>> start PASSAGE GIVEN

Tuesday, May 26, 2015

Remember Belgium

This past weekend, my friend Julia and I went to a local historical site, the Herbert Hoover Presidential Library and Museum.  For my readers outside of America, Herbert Hoover was the 31st president of the United States.  He began his career as a mining engineer, then organized humanitarian efforts before becoming the Secretary of Commerce.  He served only one term as president before being voted out, and he has had a less-than-stellar reputation due to the Great Depression starting in his first year of office.  However, he was the only president to be born in the state of Iowa, so his museum is a popular destination for elementary school field trips.

You might be wondering why I would devote space on my blog to this attraction, and the answer is because they are preserving a fascinating chapter in needlework history.

During World War I, the country of Belgium was disproportionately affected by German submarine blockades.  They had previously relied on importing food, and they did not have enough land to grow the amount of food necessary to support their population.  Hoover became the chair of the Commission for Relief in Belgium, which organized food and monetary donations for Belgium during the war.

I don't know why I thought they had a real ship.  It was a parade float.
A large portion of the food relief came in the form of 50-pound flour sacks.  CRB organizers were concerned that the empty flour sacks could fall into the wrong hands.  There was a risk that people would fill them with inferior flour for reselling.  If the Germans got them, they could use the cotton for manufacturing ammunition.

To reduce these possibilities, organizers carefully kept track of the flour sacks, then sent the empty ones to professional schools where women were learning to sew and embroider as a trade.  Some women embellished the company logos on the bags, while others stitched elaborate messages of thanks to their American benefactors.  These embroidered flour sacks were used to raise money for the relief effort, and Hoover received many as gifts.  Today, the museum has a large collection of these flour sacks.  They have about five on display at any given time, rotating them out every several weeks.









The museum also has a display of Belgian lace.  The CRB worked to preserve this centuries-old industry by creating job opportunities for 20,000 female lace-makers.  Hoover's wife, Lou, used her connections to find buyers for the lace.



Bobbin lace
The exhibit is a reminder of the power that handmade objects held.  For every world-changing event, women were there to comment with their needles and thread.

Tuesday, May 12, 2015

Pretty Little Syndey

I am lucky to have really awesome in-laws.  My husband's parents love me like I am their own child, and they have been a big source of support to me.  They celebrated their 40th anniversary last summer, and I wanted to give them something special.  It was around that time that I discovered Satsuma Street Designs, a cross-stitch pattern company, and knew that one of their patterns would make the perfect gift.

Jody Rice, the designer behind Satsuma Street, likes to create patterns that combine retro shapes with bright colors.  She is becoming well known for her line of Pretty Little City patterns, which depict recognizable landmarks in cities around the world.

>> end PASSAGE GIVEN
>> start PROVIDED INFORMATION

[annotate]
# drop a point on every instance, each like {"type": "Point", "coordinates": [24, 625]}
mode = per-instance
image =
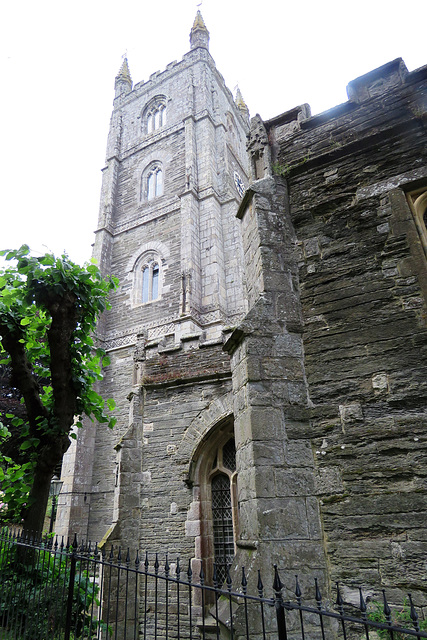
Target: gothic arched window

>> end PROVIDED INFORMATION

• **REQUIRED ACTIONS**
(a) Answer these questions using the blog post:
(i) Which number president of the United States was Herbert Hoover?
(ii) How much did each flour sack of food relief weigh?
(iii) For how many female lace-makers did the CRB create job opportunities?
(b) Reproduce the section of the blog post starting with "I am lucky to" and going on through "the perfect gift.".

• **COMPLETED EXERCISE**
(a)
(i) The 31st.
(ii) 50 pounds.
(iii) 20,000.

(b)
I am lucky to have really awesome in-laws.  My husband's parents love me like I am their own child, and they have been a big source of support to me.  They celebrated their 40th anniversary last summer, and I wanted to give them something special.  It was around that time that I discovered Satsuma Street Designs, a cross-stitch pattern company, and knew that one of their patterns would make the perfect gift.